▶ WORK TO COMPLETE
Please take the records that follow and repeat exactly the lines starting with the line with "find | dry grass" and going on through the line with "find | black shorts".
%%
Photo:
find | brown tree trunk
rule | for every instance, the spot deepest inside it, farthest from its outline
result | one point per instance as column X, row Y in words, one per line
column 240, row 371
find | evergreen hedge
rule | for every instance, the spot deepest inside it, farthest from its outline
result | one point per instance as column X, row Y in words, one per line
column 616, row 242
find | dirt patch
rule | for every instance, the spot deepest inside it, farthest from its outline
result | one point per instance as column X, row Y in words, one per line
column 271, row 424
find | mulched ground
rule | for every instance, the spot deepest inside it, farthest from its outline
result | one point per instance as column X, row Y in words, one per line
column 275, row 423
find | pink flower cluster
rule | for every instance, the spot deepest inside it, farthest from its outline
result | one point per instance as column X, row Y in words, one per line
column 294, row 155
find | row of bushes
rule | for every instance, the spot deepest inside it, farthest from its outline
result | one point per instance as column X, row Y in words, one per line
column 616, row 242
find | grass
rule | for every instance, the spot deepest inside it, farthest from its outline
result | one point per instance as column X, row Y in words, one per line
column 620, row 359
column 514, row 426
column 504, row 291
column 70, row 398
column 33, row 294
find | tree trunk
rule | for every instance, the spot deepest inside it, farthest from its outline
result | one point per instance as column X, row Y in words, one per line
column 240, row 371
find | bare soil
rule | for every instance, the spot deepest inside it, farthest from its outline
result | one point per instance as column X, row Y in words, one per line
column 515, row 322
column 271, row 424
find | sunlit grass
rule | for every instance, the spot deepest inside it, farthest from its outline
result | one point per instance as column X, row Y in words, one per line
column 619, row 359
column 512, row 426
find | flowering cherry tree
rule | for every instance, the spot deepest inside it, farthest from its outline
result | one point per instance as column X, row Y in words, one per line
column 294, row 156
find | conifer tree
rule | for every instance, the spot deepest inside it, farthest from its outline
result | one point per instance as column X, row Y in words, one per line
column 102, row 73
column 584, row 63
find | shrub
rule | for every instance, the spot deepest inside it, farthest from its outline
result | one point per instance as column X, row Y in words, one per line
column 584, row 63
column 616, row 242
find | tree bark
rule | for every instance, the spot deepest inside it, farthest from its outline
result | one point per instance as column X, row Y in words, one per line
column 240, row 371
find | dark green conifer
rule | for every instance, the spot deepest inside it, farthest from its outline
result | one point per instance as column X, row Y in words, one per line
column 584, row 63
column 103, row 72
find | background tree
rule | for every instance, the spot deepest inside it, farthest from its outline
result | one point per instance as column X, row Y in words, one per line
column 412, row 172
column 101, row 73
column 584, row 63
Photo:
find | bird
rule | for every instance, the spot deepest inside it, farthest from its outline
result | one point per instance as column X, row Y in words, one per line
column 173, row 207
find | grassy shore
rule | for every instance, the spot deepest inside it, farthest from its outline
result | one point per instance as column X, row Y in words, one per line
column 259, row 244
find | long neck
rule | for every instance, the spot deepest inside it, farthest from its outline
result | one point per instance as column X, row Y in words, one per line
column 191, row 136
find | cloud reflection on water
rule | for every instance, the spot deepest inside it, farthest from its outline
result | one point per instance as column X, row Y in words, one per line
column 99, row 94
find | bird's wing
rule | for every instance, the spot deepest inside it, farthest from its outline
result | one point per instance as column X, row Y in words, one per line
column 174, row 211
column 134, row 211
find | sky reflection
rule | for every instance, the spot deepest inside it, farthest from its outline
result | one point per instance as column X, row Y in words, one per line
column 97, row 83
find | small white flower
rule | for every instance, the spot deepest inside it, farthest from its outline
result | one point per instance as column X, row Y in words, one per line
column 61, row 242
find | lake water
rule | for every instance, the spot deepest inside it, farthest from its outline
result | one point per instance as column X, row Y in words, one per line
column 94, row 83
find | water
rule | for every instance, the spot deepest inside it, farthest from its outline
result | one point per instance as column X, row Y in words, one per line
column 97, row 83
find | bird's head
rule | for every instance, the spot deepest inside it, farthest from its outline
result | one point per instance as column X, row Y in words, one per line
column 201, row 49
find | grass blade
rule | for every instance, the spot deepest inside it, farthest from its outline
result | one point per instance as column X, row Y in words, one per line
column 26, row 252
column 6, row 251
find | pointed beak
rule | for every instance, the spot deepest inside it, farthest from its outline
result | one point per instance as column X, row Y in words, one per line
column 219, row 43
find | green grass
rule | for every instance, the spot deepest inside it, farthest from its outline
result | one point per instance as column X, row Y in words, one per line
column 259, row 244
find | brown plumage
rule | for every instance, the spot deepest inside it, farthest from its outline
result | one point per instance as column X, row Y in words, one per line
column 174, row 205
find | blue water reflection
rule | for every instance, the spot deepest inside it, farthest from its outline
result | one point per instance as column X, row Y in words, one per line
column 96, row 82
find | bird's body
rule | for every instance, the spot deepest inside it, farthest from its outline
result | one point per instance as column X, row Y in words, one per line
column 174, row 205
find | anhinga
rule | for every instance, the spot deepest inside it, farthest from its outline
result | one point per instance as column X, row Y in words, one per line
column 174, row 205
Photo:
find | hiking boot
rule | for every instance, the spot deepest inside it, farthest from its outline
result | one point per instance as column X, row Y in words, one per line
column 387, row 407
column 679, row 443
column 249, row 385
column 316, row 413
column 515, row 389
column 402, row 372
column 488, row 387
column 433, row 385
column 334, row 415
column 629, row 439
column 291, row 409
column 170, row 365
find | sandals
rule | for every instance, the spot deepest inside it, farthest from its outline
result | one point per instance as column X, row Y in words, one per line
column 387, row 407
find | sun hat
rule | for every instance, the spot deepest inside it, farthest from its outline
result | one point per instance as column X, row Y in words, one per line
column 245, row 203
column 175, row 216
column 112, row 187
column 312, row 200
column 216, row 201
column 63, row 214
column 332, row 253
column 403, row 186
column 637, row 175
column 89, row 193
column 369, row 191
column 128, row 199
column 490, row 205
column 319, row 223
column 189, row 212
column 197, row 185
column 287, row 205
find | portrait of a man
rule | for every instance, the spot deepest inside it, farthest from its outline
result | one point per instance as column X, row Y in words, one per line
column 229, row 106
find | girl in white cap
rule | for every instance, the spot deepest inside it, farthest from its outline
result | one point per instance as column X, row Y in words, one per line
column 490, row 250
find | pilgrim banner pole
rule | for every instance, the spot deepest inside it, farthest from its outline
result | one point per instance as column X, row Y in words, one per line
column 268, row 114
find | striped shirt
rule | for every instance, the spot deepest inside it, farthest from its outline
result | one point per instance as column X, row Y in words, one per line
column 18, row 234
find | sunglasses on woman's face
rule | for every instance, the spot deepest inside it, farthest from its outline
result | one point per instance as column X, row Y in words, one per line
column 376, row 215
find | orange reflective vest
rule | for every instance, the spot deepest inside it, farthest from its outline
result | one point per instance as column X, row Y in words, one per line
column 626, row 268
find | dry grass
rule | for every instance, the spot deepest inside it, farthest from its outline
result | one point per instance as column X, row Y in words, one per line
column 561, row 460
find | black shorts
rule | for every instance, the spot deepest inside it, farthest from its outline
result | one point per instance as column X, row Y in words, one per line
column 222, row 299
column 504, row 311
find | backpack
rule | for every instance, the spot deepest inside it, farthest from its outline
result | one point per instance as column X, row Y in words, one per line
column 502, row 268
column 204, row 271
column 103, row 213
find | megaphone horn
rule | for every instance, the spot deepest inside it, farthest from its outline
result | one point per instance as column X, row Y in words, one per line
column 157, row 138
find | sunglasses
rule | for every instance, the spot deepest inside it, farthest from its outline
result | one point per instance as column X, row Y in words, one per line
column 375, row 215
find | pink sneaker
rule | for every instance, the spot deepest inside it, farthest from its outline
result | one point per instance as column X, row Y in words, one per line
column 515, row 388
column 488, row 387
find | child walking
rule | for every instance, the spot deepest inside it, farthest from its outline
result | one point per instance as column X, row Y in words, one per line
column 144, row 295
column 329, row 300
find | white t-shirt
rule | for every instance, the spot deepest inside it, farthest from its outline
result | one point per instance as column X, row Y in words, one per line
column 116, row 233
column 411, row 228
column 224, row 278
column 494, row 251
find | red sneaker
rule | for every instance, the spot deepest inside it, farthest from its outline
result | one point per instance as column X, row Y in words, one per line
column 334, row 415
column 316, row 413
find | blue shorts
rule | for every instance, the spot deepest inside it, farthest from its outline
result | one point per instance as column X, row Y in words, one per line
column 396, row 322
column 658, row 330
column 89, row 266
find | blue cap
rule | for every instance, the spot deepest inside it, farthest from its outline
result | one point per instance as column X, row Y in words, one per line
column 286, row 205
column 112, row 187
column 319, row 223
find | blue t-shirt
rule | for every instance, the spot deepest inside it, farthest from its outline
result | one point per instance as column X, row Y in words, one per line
%%
▶ TASK ANSWER
find | dry grass
rule | for every instance, the spot deepest inside it, farthest from its outline
result | one point per instance as column X, row Y in words, one per line
column 561, row 460
find | black shorts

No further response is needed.